**Brief**
Exact wording is required: transcribe all the entries and leave the images out.

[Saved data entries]
━━━━━━━━

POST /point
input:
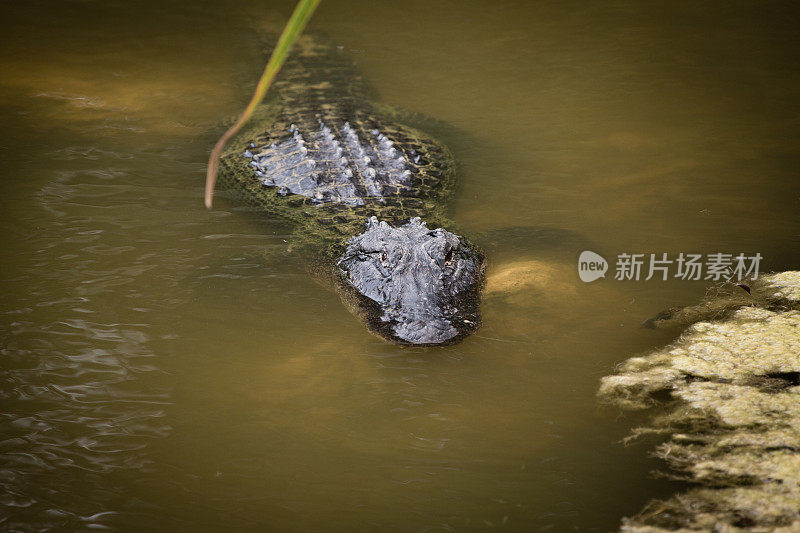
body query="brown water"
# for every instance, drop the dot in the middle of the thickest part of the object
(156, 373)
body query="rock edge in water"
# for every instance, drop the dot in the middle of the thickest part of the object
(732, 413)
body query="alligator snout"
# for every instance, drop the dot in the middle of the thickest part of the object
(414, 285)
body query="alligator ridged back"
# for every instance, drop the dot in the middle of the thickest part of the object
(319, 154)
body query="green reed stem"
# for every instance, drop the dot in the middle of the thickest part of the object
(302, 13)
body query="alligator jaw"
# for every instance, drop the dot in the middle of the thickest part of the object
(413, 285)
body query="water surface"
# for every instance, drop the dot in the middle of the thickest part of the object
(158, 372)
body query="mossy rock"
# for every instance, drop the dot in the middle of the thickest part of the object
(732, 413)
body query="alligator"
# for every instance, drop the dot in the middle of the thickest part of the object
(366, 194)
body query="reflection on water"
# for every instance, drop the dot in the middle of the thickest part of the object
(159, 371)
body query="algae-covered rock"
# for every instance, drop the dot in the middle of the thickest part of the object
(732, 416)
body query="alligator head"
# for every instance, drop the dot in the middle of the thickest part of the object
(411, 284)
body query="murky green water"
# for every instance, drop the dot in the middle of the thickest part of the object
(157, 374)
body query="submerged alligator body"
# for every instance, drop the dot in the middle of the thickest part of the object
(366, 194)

━━━━━━━━

**Response to this exercise**
POST /point
input:
body query="brown water"
# for every instance, drop the dot in the middle of the thickest part of the object
(156, 373)
body query="rock edge in water"
# for every instance, drop the dot in the middle of the thickest part of the object
(732, 413)
body query="alligator snout"
# for every instance, drop the dot in the middle of the thickest part of the object
(414, 285)
body query="alligator ridged back"
# for every instance, drop the dot in the middle of the thickest part of the object
(319, 154)
body query="green reed stem"
# for every instance, drop the dot in the middle of the thickest part of the object
(302, 13)
body query="alligator jaw"
# for every instance, drop the dot in the middle of the thickest part of the object
(413, 285)
body query="water surface"
# for every instance, drop the dot in the middle of the thickest part of the object
(158, 372)
body query="mossy rock"
# for every instance, drop the dot in the middle of the thickest part of the object
(732, 413)
body query="alligator"
# for every instance, drop the dot in the middle of the thickest part of the object
(366, 194)
body query="reflection on water"
# for every instance, drop the dot in the middle of the thickest part of the object
(159, 371)
body query="algae-covered rock"
# for every instance, drop the dot in the middle of the thickest part of the object
(732, 416)
body query="alligator head"
# for every instance, drop the dot in the middle of the thickest part of the object
(411, 284)
body query="murky green water"
# for every instance, drop the dot in the middle of the thickest part of the object
(157, 374)
body query="submerged alligator body"
# for every instance, drop the dot in the middle of the thickest part of the object
(366, 194)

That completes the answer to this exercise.